__CONSIGNES DE TRAVAIL__
#1 Relevez, dans l'ordre où ils apparaissent, tous les noms de personnes cités dans le compte rendu du match O.M.-Bastia.
#2 Poursuivez le compte rendu du match O.M.-Bastia à la suite de sa dernière phrase.

+++ EXTRAIT DU TEXTE +++

Les journalistes qui traitent des choses du football sont volontiers considérés comme des journalistes spécialisés. En conséquence, bien avant que M. Wurtz donne le coup d'envoi de cet O.M.-Bastia, ils s'étaient penchés (nos spécialistes bien sûr) sur ce qui, à leur avis, devait être la physionomie de ce derby méditerranéen.

Et vous avez quelques instants à perdre, lisez et relisez leur papier d'avant match et vous constaterez qu'aucun d'entre eux n'avait vu juste.

Il faudra les excuser. Et pour cause.

90 minutes durant, nous avons vécu une partie aux multiples rebondissements et immanquablement, c'est ce à quoi on s'attendait le moins qui se réalisait au fur et à mesure que les minutes s'égrenaient.

En quelque sorte, parfaite illustration de ce que l'on a coutume d'appeler la glorieuse incertitude du sport.

Voulez-vous des exemples, on n'en manque pas.

Prenez la 1re mi-temps, les Corses qui, en théorie, auraient dû aborder la rencontre craintifs après le désastre de Gerland et 3 semaines d'inaction, dominèrent les débats de la tête et des épaules. Calme et sang-froid en défense, maîtrise du ballon au milieu du terrain, vivacité en attaque, autant d'atouts majeurs que Bastia étalait avec brio devant 32.000 personnes médusées et inquiètes quant à la suite des opérations.

On s'acheminait donc vers le repos sur un score nul et vierge, quelque peu flatteur pour les Phocéens, lorsque le grand et rouquin Heidkamp, jusque-là irréprochable, allait commettre une monumentale erreur en donnant la balle à Jairzinho, une balle qui fila jusqu'à Emon, lequel ne laissa pas passer pareille occasion pour le score 1 à 0 pour l'O.M.

À mi-parcours, c'était inespéré.

Puis, c'est logique, il y eut la 2e mi-temps.

Sans prétendre lire dans le marc de café, il était logique de prévoir que les équipiers de Trésor allaient chercher le K.O. face à des bastiais sans doute mal remis de ce coup du sort.

+++ LISTE DES ITEMS +++

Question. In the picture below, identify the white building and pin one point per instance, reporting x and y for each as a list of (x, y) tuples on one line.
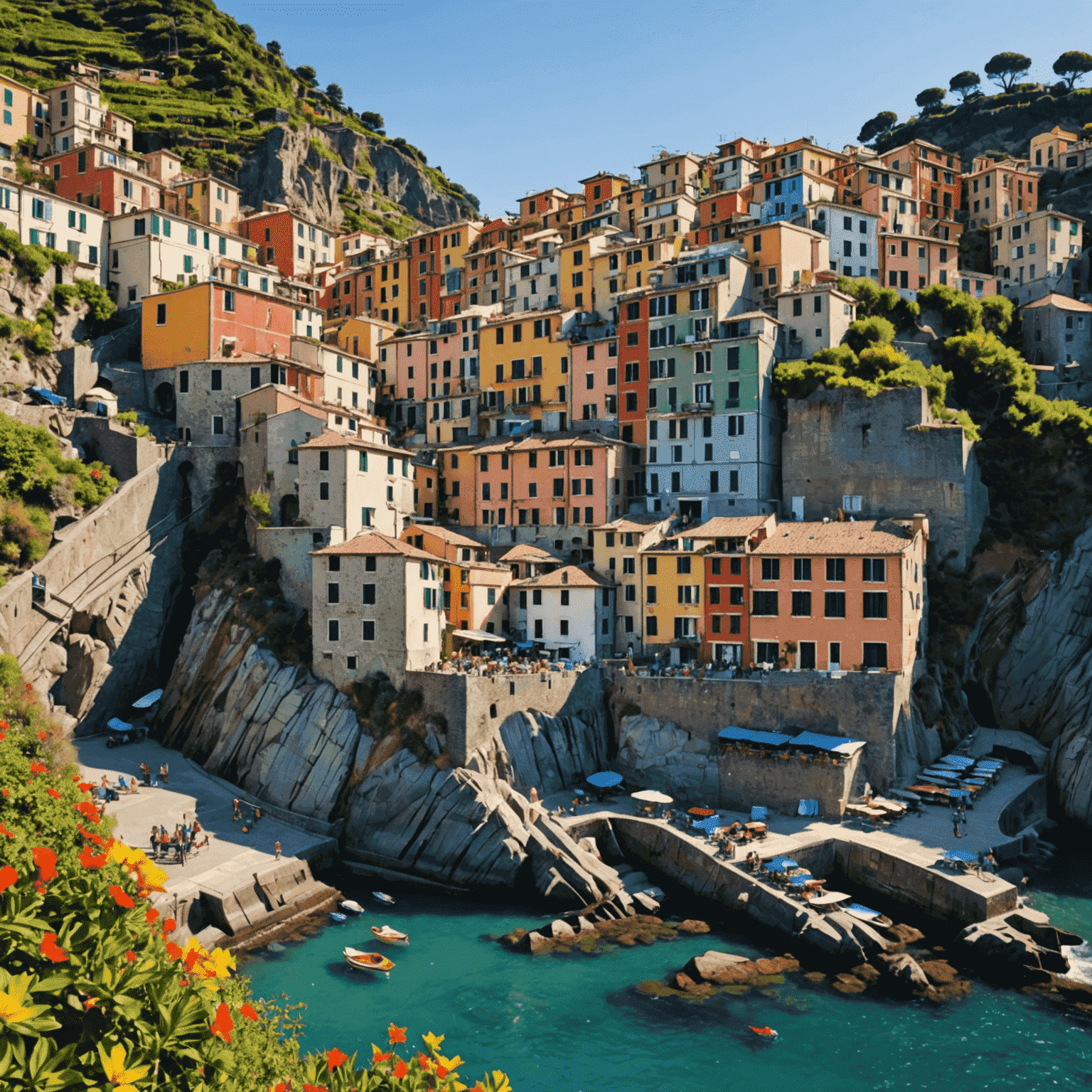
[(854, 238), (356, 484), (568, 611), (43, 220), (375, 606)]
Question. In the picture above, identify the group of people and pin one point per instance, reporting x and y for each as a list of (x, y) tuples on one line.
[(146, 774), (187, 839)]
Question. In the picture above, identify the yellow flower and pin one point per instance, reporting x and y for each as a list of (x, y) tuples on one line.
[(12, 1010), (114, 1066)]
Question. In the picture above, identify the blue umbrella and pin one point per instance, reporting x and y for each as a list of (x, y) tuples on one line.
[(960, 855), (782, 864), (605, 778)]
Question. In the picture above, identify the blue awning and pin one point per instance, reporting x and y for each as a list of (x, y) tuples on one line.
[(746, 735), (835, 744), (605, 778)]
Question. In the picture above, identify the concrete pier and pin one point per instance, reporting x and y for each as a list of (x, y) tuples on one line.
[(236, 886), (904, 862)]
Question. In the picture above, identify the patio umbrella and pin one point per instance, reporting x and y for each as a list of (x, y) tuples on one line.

+++

__CORRIGÉ DES EXERCICES__
#1 M. Wurtz, Heidkamp, Jairzinho, Emon, Trésor

#2
Ce fut très exactement le contraire qui se produisit et Papi obtint l'égalisation au terme d'une action d'une limpidité absolue.

Tout était à refaire et tout était encore possible. Cette fois, l'unanimité s'était faite. Le match, disait-on autour de nous, se jouerait sur coup de dé. Ce ne fut pas le cas, mais alors pas du tout !

Jusque-là, timides, voir timorés, les Olympiens comme par enchantement trouvèrent leur second souffle et, en deux temps, trois mouvements, en tout cas en beaucoup moins de temps qu'il ne faut pour l'écrire, sous l'impulsion de Bereta, anonyme jusque-là et soudain rayonnant, Buigues et Jairzinho ajoutèrent deux buts splendides qui firent se dresser le stade.

Cette fois, c'est le bonus, murmurèrent avec un bel ensemble les spécialistes dont nous vous parlions plus haut. Le bonus ! Ils en avaient de bonnes !

Paulo Cezar, eut beau sortir de sa coquille, Jairzinho multiplier les feintes de corps, Bereta relancer sans cesse ses attaquants et Emon donnera le tournis aux défenseurs Corse, le 4e but que chacun attendait, nous l'attendons encore et tout ça parce que Weller, le gardien de but insulaire, celui-là même dont on disait qu'il était le point faible de la défense bastiaise, multiplia les exploits.

Bref, on le voit, ce fut le match des surprises en tout genre. Et la plus heureuse, fut sans doute d'avoir vécu, et de loin, la plus belle partie jouée cette saison au Stade-Vélodrome.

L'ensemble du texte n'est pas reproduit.